Passage ::
Dave Skylark: Let's just say I'm going to give him a little something extra with my hand.
Dave Skylark: CUNT PUNCH THAT BITCH
Dave Skylark: He's motherfucking peanut butter and jealous!
Aaron Rapaport: It's that Katy fucking Perry?
Dave Skylark: Leave it on! It helps me to concentrate.
Dave Skylark: Kim must die, it's the American way.
Dave Skylark: Get that goat! Get that goat! I have some questions for that goat.
Dave Skylark: How's the puppy!
Sook: Puppy is O.K.!
Dave Skylark: You protect that puppy with your life.
Dave Skylark: You got fucked by Robocop, dude!
Kim Jong-un: [On Katy Perry's music] It's so empowering.
Dave Skylark: Team Skylark never backs down from a jerkoff.
Dave Skylark: This is like Spike Lee saying he's white.
Kim Jong-un: I have no comment on Margaritas.

Input data ::
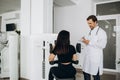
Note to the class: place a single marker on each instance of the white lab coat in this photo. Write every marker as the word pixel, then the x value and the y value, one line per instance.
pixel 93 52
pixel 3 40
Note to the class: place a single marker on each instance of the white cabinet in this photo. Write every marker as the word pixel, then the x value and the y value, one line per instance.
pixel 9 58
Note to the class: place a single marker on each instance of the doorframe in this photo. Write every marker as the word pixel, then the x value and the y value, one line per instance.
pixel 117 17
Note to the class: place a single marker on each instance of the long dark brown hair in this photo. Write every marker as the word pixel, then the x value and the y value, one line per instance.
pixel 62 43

...

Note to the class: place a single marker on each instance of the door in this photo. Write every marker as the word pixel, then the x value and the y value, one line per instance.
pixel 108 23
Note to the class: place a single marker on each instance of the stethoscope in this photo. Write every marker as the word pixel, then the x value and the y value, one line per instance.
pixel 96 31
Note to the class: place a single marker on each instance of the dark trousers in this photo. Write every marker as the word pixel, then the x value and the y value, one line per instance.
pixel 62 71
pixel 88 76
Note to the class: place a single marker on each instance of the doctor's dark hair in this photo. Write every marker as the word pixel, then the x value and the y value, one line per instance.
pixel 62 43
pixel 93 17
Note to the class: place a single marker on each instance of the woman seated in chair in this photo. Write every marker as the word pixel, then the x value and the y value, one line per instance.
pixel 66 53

Required work ::
- 1) Name every speaker who has a line in the dialogue.
- 2) Return word for word the part of the dialogue starting with "Dave Skylark: Leave" and going on through "by Robocop, dude!".

Answers provided ::
- 1)
Dave Skylark
Aaron Rapaport
Sook
Kim Jong-un

- 2)
Dave Skylark: Leave it on! It helps me to concentrate.
Dave Skylark: Kim must die, it's the American way.
Dave Skylark: Get that goat! Get that goat! I have some questions for that goat.
Dave Skylark: How's the puppy!
Sook: Puppy is O.K.!
Dave Skylark: You protect that puppy with your life.
Dave Skylark: You got fucked by Robocop, dude!